Answer these questions from the introduction on plant specialized metabolites:
1. Which university are the guest editors affiliated with?
2. What other name does the text give for specialized metabolites?
3. What has the "synthetic biology revolution" enabled?

◆ Selected excerpt ◆

※ ※ ※

Guest editors: Dr. Joshua Widhalm and Dr. Kranthi Varal (Department of Horticulture and Landscape Architecture and Center for Plant Biology, Purdue University)

Plants collectively produce hundreds of thousands of structurally diverse specialized (secondary) metabolites—also called “natural products”—that fulfill important ecological functions. Specialized metabolites are also responsible for quality traits (e.g. color, smell, taste, nutritional and health value) that contribute to the marketability and appeal of fruits, vegetables, ornamentals, and medicinal plants. Understanding the genetic basis of these traits is helping to design strategies for producing valuable plant products and enhancing characteristics of economically important crops.

Understanding of the biosynthesis and pathway regulation for many specialized metabolites has significantly improved over the last several years with contemporary advances in omics-guided gene discovery, expression regulation, synthetic biology, and reverse genetics approaches in non-model plants. Moreover, the “synthetic biology revolution” has enabled introduction and manipulation of specialized metabolite pathways in a variety of crops.

※ ※ ※

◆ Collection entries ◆

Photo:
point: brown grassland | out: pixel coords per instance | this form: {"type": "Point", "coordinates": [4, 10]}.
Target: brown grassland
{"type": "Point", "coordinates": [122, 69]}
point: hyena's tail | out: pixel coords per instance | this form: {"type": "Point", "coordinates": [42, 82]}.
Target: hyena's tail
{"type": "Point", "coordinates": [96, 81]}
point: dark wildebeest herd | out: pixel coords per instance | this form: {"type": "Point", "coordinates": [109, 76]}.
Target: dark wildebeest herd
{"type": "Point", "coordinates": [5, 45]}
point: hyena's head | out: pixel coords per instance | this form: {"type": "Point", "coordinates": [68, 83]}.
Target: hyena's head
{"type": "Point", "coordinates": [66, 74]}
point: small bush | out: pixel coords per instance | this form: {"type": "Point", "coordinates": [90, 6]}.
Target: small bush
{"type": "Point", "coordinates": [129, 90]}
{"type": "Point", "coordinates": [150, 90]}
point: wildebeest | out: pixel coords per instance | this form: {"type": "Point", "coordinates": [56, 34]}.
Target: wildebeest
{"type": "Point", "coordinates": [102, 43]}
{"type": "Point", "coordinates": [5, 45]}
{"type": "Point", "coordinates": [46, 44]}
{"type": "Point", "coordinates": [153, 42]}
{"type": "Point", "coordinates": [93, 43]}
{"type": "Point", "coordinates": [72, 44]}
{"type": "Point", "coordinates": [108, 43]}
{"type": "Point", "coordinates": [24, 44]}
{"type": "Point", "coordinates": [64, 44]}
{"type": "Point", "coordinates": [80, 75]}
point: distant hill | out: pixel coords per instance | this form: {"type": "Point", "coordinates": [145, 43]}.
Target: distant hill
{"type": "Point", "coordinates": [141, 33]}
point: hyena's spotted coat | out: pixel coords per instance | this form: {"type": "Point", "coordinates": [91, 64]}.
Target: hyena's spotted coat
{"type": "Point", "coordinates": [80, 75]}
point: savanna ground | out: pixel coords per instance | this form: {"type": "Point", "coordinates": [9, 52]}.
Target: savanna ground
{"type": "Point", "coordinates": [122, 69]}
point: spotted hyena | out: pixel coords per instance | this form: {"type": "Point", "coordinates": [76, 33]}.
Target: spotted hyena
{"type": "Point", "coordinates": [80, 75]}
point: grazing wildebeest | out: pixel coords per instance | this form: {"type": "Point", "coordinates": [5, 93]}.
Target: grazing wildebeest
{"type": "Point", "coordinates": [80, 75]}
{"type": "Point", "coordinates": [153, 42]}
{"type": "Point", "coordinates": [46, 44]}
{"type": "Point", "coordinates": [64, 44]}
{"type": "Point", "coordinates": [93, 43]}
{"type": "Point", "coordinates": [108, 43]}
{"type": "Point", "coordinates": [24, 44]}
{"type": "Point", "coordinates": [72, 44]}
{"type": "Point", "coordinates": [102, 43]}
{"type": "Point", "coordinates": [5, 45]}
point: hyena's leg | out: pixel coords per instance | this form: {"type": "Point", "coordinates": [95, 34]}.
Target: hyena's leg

※ ※ ※

◆ Output for this task ◆
1. Purdue University.
2. Natural products.
3. The introduction and manipulation of specialized metabolite pathways in a variety of crops.